- [To do] Count how many lines in the records below contain the string "person", and reply with only that number.

- [Materials provided]
________________________________________

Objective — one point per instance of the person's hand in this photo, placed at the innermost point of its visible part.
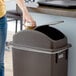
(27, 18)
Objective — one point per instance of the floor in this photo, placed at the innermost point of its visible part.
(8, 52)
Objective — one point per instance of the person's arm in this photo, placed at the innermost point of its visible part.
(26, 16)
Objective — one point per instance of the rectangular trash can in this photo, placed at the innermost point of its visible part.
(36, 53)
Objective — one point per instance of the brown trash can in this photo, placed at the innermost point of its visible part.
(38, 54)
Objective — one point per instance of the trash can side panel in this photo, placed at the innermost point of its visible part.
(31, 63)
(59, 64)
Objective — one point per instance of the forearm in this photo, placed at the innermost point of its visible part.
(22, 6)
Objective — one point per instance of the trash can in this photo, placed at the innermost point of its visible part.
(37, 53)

________________________________________

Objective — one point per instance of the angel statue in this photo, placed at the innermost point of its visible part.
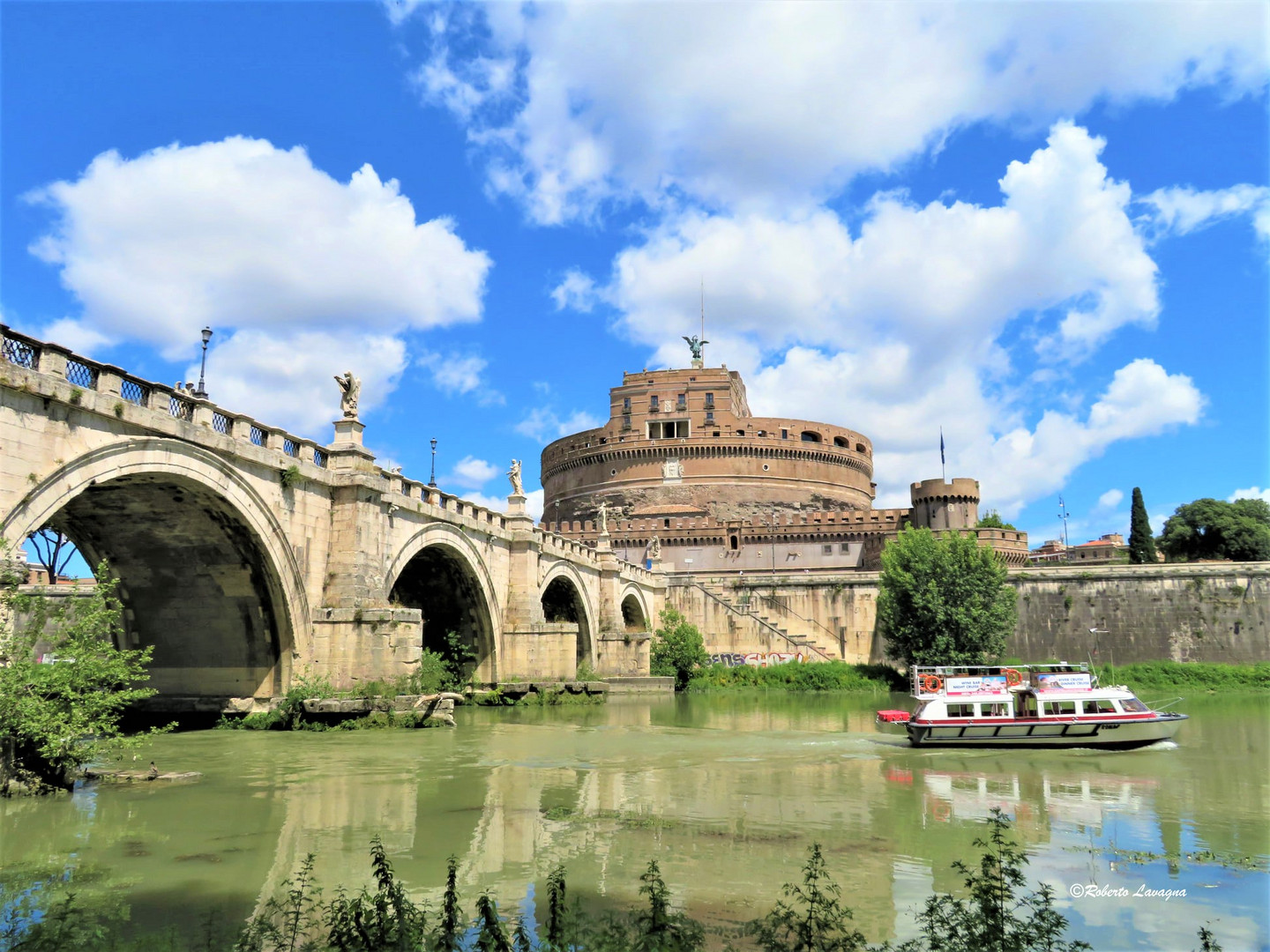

________________________________________

- [Reply] 2